• **Passage**
The Yellow Crane Tower
was named so as a legend said that an immortal ascending to heaven on the back of a yellow
crane had passed the place and may poems had since been written about it. One of the
best-known poems reads as follows:
Once an immortal passed on his yellow crane’s back;
The deserted Yellow Crane Tower was left there.
The yellow crane was gone and will never come back;
Only eternal white clouds still float in the air.
The tower was famous for the views it commanded over the Yangtze River and its tributaries
flowing from the west to the east, over the Beijing-Guangzhou railway extending from the
north to the south, over the two hills, one like a tortoise protruding from the northern
bank, and the other like a snake uncoiling on the southern bank, both seeming to hold
tight the great Yangtze River.

• **Recorded data**
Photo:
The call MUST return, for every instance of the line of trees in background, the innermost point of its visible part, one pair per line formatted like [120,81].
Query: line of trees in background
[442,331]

• **Exercise aim**
Extend the passage on the Yellow Crane Tower, picking up after its final sentence.

• **Task output**
This poem was written in the spring of 1927 when Mao Zedong, after making an investigation
on the peasant movement in Hunan Province, came to Wuhan, capital of Hubei Province,
to attend a joint meeting of representives of peasants of various provinces. The right
opportunists in the Communist Party dared not support the great revolutionary struggle of
the peasants, preferred to desert the peasantry and thus left the working class and the
Communist Party isolated and without help. As a result, the Kuomintang murdered leaders
of the workers, suppressed peasants and made war on the people in the summer of 1927.
Then Mao Zedong left Wuhan to organize the famous Autumn Harvest Uprising in Hunan
province.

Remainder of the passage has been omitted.